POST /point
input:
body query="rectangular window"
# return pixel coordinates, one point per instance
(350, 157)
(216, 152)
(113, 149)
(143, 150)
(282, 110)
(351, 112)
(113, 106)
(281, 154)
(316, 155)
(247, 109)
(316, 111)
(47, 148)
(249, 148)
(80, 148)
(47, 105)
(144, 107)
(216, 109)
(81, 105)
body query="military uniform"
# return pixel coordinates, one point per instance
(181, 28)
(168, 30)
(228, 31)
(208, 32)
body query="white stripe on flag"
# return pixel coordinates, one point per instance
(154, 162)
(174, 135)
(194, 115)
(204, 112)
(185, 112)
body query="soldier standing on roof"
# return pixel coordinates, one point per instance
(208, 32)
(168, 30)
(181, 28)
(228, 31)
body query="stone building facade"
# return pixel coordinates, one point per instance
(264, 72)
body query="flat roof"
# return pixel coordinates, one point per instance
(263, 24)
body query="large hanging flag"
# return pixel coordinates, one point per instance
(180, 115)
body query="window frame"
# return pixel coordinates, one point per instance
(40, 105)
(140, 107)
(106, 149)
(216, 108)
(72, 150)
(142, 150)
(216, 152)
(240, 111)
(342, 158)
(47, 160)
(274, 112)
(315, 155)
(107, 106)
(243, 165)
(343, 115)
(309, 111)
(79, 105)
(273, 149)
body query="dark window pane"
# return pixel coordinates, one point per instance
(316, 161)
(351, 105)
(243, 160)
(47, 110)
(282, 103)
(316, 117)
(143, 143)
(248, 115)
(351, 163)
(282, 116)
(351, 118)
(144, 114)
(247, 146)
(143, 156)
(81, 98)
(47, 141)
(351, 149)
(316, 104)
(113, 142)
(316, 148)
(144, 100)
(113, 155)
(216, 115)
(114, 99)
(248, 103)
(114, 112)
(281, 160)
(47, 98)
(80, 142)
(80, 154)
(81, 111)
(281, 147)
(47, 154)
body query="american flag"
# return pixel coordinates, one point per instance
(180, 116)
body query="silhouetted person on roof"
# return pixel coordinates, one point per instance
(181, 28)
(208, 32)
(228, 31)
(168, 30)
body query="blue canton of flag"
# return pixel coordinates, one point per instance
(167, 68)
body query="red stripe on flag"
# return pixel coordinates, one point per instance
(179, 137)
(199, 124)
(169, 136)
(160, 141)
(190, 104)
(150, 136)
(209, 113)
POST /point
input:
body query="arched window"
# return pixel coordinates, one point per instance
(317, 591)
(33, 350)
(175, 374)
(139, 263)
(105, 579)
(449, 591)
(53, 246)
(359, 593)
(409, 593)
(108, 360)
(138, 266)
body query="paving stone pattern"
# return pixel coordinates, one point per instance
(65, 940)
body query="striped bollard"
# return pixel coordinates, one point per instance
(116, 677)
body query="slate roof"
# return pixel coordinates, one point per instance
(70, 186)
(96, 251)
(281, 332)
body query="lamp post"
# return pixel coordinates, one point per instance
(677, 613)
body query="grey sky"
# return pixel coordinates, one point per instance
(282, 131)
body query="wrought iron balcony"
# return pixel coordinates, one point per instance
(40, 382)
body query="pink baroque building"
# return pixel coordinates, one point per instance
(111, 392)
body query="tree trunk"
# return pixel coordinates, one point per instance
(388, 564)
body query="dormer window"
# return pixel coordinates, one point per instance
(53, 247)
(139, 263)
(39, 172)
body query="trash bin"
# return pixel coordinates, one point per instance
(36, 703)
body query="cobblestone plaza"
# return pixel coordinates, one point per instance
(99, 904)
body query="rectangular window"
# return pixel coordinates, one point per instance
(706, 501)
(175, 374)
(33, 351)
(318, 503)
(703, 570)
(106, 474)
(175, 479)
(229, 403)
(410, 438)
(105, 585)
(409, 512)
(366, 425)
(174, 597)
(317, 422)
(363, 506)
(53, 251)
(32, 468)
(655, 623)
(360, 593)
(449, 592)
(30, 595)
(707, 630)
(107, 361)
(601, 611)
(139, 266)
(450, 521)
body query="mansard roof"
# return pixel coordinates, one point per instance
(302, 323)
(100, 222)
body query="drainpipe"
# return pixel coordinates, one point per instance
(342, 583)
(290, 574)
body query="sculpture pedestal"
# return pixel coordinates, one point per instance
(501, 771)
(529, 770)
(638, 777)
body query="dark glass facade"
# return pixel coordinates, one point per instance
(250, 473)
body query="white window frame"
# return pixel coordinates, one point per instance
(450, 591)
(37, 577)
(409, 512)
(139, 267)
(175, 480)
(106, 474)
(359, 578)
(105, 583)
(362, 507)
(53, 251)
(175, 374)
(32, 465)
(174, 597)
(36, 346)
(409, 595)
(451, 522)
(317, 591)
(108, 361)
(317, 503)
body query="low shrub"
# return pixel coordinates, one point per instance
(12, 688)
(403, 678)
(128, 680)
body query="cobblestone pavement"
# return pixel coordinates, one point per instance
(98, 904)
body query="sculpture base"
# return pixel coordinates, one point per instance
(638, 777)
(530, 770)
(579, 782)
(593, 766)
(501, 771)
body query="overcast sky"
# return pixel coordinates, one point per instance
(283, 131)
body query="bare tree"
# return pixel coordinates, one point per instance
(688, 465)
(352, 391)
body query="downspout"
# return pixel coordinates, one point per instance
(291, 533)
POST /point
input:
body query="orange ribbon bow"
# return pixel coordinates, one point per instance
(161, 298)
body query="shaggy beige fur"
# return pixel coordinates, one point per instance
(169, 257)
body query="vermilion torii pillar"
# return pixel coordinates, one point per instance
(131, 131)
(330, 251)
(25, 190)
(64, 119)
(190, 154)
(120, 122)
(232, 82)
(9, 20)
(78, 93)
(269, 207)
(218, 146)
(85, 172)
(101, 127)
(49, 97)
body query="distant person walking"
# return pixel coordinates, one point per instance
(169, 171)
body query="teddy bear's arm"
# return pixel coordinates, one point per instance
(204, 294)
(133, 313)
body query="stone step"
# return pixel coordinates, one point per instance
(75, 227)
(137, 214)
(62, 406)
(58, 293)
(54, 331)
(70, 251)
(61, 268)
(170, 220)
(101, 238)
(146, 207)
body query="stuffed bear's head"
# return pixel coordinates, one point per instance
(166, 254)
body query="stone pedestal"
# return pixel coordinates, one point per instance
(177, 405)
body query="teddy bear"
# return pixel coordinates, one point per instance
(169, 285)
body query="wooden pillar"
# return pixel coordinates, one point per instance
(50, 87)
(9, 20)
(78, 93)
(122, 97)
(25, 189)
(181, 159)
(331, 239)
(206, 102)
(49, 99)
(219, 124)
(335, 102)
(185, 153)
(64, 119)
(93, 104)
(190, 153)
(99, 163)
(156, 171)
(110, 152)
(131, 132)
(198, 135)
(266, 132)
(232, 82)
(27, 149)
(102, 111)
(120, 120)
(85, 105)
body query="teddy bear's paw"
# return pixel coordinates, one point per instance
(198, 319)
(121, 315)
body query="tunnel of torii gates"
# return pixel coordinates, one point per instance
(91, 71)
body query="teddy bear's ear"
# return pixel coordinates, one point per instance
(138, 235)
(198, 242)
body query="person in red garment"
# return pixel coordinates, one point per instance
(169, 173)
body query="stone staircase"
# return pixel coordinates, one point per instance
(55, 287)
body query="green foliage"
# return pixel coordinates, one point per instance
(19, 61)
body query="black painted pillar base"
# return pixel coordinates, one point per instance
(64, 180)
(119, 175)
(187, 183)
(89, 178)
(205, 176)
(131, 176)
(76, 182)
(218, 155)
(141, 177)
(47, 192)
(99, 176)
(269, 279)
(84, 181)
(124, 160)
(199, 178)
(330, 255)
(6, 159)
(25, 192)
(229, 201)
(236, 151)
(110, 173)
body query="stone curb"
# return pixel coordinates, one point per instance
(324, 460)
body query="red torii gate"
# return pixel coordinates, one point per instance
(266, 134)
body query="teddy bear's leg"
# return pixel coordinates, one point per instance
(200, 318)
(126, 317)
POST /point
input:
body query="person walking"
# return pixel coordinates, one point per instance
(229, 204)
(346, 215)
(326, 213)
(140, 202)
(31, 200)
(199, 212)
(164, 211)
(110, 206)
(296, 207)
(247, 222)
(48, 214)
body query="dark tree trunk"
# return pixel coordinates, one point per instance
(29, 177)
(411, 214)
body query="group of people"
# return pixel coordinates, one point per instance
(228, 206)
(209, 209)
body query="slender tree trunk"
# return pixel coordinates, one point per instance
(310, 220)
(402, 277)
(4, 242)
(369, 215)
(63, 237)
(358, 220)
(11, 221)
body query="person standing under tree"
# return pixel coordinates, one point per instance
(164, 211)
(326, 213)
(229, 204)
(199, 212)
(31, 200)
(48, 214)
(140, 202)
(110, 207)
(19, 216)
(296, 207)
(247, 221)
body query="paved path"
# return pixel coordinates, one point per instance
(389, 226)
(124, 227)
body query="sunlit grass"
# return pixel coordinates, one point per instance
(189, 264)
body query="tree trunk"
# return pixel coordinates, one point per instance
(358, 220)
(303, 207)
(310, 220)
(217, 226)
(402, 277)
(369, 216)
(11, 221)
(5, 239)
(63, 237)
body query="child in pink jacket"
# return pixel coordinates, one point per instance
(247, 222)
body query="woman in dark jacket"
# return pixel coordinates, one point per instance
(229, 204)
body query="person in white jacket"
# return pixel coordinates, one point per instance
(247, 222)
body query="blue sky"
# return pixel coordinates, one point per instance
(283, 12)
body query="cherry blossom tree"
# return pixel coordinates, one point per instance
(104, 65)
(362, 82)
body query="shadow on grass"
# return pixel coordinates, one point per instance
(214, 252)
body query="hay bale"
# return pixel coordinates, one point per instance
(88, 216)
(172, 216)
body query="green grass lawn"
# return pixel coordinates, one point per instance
::::::::
(WHAT THE TASK ASKS): Find each line in the material above that carries the string "bear", and copy it.

(FINAL ANSWER):
body query="teddy bear's arm"
body query="stuffed bear's head"
body query="teddy bear"
body query="teddy bear's paw"
body query="teddy bear's ear"
body query="teddy bear's leg"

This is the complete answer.